> Required action:
Answer these questions from the text below on the 1849 cholera chart:
1. Who published "Malofiej 24"?
2. On what date did The New York Tribune print the line chart on its front page?
3. What did the chart track?

> Provided text:
• • • • • • •
This story originally appeared in “Malofiej 24,” published by the Spanish Chapter of the Society for News Design (SNDE).
“It is a singular truth that the mere shadowy image of a building is likely to have a longer term of existence than the piled brick and mortar of a building. Should posterity know where the proud structure stood, it will be indebted for its knowledge to the woodcut.”
—attributed to Nathaniel Hawthorne, 1836, quoted in “Low Life” by Luc Sante.
It’s a simple line chart, the kind you can make using Excel in about a minute, but for its time it might as well have been from another planet.
On Saturday, Sept. 29, 1849, The New York Tribune published on its front page a line chart tracking the deaths in New York City from the cholera epidemic that summer. It used techniques that would become common decades later, but were, for the time being, at the bleeding edge of visual data journalism. And, until now, it was forgotten.
The chart is a snapshot of the state of the art of data visualization in news at that moment, and is full of clues that help reveal parts of the hidden history of visual journalism.
• • • • • • •
> Data shown:
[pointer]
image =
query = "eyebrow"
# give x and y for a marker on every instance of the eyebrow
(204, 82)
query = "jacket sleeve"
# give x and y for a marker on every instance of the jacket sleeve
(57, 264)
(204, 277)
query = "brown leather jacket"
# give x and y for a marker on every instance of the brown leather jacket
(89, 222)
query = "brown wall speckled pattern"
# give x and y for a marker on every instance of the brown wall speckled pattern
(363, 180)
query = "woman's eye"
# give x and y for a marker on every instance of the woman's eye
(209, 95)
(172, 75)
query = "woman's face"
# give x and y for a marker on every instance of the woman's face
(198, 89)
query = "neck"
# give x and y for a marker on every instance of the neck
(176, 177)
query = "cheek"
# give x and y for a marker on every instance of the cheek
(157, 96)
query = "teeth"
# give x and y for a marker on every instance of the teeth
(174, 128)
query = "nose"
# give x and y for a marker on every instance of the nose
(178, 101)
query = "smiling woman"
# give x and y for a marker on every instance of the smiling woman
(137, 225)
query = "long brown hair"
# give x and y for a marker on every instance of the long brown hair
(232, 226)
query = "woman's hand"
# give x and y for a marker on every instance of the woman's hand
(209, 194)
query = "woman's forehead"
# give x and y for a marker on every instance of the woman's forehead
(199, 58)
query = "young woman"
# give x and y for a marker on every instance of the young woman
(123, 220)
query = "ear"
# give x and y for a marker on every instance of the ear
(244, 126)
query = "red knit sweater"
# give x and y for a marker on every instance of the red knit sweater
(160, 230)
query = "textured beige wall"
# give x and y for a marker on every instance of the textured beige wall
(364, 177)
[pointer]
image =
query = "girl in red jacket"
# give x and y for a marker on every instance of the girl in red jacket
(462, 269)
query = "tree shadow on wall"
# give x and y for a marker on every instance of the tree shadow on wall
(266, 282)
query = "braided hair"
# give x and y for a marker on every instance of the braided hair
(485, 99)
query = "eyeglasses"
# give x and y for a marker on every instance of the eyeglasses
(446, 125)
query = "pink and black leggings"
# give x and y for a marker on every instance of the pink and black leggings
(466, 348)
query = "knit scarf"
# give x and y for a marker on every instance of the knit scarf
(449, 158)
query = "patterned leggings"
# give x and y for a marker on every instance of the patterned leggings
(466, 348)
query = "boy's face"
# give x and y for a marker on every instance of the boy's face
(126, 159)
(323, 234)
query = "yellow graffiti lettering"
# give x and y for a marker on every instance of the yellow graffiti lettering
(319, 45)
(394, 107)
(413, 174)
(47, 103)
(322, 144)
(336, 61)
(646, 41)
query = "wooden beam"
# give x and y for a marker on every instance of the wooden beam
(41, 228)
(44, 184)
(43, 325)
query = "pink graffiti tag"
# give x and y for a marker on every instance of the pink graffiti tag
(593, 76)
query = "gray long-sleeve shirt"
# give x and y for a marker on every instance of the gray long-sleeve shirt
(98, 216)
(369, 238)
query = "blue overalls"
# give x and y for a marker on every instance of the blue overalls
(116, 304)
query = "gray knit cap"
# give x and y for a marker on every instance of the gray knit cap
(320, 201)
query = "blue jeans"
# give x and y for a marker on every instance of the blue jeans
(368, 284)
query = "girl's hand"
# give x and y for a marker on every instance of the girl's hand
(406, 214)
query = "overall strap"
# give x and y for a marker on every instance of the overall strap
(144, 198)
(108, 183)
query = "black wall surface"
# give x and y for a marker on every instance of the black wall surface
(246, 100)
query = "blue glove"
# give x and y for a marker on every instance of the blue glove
• • • • • • •
> Your solution:
1. The Spanish Chapter of the Society for News Design (SNDE).
2. Saturday, Sept. 29, 1849.
3. The deaths in New York City from the cholera epidemic that summer.